— start of Excerpt provided —

The king and later his successors wore the pair of gold discs on their shoulders, recognizable as minute spirals on the gold signet ring from Tiryns, where we see Eponymous Tiryns before Demeter Elaia, raising a libation jug, appearing as lion-wolf-dog-bee king, behind him three successors, in between the kings three olive twigs growing out of olives, practically the same sign as Evans 13. Ears of grain are seen on Demeter Elaia’s gown, and as rain in the sky. Behind the happy goddess hides the eagle of Sseyr      . The gold discs are lost – perhaps waiting for discovery in an as yet unexcavated part of Tiryns? Luckily the scribe and friend of Eponymous Tiryns made a clay copy of the pair of gold discs and baked them together into a single disc. The copy was kept in the palace of Phaistos in the fertile Mesara plain in southern central Crete, where Luigi Pernier found it in the evening of July 3, 1908. The scribe of the discs, or one of his colleagues, inscribed a bronze double axe that was placed in the cave near Arkalochori and devoted to Lousia the angry one, Cretan equaivalent of Black Demeter Melaina. Translation by Derk Ohlenroth: I belong to the goddess Lousia. This short inscription shares three signs and the so-called thorn with the signs on the discs. Elaia in her boat with the bow in the shape of a horse can be seen on the gold ring from Mokhlos in Crete, and the bee as her industrious companion does not miss on this charming work of a Cretan goldsmith 

 

Homer, finally, paid homage to Eponymous Tiryns in the Odyssey, where he appears as Lord Laertes the gardener who planted the olive tree around whose trunk Odysseus and Penelope build their immovable bed, symbol of the ever lasting Greek civilization.

— end of Excerpt provided —
— start of Exercise inputs —

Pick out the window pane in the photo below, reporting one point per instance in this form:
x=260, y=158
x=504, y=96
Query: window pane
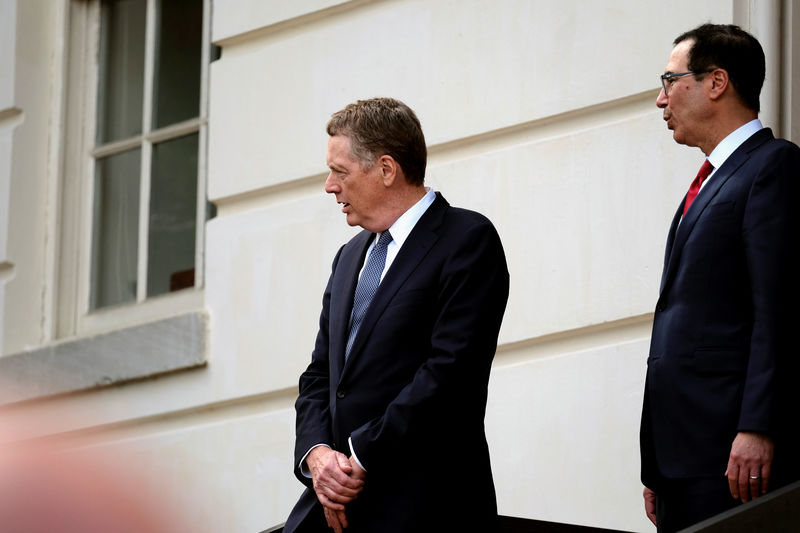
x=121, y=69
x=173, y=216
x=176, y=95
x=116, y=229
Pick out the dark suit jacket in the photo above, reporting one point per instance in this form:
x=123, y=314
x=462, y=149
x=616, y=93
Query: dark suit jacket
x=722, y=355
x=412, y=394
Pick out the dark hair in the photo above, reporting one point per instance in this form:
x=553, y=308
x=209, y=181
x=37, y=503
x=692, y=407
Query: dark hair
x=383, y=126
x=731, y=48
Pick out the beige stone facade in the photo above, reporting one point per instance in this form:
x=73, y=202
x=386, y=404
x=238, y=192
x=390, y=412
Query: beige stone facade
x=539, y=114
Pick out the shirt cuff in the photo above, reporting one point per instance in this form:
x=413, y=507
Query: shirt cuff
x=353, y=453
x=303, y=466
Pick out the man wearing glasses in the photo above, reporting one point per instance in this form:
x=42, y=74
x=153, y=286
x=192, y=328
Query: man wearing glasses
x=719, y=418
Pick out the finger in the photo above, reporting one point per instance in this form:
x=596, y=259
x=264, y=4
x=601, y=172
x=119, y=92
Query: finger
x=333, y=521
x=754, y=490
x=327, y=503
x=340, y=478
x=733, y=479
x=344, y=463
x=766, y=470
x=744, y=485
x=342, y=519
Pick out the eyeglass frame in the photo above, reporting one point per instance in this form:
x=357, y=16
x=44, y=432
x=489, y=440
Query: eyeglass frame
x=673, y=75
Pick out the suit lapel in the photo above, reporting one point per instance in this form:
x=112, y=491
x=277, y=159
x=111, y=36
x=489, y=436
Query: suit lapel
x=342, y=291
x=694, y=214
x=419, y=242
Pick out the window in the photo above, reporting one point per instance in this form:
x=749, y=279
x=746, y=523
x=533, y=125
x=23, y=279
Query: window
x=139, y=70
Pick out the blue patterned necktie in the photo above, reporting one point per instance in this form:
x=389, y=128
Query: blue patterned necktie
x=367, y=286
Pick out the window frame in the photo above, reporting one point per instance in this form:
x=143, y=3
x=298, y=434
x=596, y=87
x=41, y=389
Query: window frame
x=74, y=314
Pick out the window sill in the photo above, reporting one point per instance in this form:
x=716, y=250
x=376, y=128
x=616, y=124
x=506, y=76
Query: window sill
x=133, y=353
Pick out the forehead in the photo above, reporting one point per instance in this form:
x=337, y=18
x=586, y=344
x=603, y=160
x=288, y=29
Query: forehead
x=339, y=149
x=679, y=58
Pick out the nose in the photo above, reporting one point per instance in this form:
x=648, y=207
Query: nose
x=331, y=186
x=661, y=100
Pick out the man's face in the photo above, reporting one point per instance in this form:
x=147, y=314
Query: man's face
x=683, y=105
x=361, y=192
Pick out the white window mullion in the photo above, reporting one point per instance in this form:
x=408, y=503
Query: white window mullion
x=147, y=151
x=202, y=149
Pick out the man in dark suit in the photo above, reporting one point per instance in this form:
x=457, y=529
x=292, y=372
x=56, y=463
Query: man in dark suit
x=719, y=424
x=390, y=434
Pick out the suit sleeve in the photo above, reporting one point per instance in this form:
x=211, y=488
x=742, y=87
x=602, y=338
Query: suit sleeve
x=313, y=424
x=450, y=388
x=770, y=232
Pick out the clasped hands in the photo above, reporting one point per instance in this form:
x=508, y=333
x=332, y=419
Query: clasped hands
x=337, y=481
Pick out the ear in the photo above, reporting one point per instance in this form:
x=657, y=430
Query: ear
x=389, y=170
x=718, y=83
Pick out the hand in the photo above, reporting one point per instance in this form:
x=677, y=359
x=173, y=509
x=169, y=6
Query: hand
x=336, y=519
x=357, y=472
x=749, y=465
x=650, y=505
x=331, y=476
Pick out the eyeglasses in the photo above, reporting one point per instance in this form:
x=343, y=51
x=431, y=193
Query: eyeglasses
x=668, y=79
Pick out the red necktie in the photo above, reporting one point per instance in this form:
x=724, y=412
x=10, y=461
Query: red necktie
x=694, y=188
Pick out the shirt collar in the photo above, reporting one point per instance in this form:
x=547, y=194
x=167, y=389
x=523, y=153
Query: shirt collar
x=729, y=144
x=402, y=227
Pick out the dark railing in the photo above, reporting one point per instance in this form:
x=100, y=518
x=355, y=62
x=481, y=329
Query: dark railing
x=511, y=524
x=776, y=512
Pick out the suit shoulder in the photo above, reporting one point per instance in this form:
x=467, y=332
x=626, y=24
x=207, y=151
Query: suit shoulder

— end of Exercise inputs —

List of tasks:
A. Repeat the passage on the gold discs of Tiryns from "Homer, finally, paid" to "lasting Greek civilization.", word for word.
B. In the listing, substitute "Target" for "Query" in the lines from the line with "Pick out the window sill" to the line with "x=661, y=100", both included. Return only those lines, with nothing else altered.

Solutions to the tasks:
A.
Homer, finally, paid homage to Eponymous Tiryns in the Odyssey, where he appears as Lord Laertes the gardener who planted the olive tree around whose trunk Odysseus and Penelope build their immovable bed, symbol of the ever lasting Greek civilization.

B.
Pick out the window sill in the photo above, reporting one point per instance in this form:
x=716, y=250
x=376, y=128
x=616, y=124
x=506, y=76
Target: window sill
x=133, y=353
Pick out the forehead in the photo above, reporting one point per instance in this form:
x=337, y=18
x=586, y=344
x=603, y=160
x=288, y=29
Target: forehead
x=339, y=149
x=679, y=58
Pick out the nose in the photo above, reporting one point per instance in this form:
x=648, y=207
Target: nose
x=331, y=186
x=661, y=100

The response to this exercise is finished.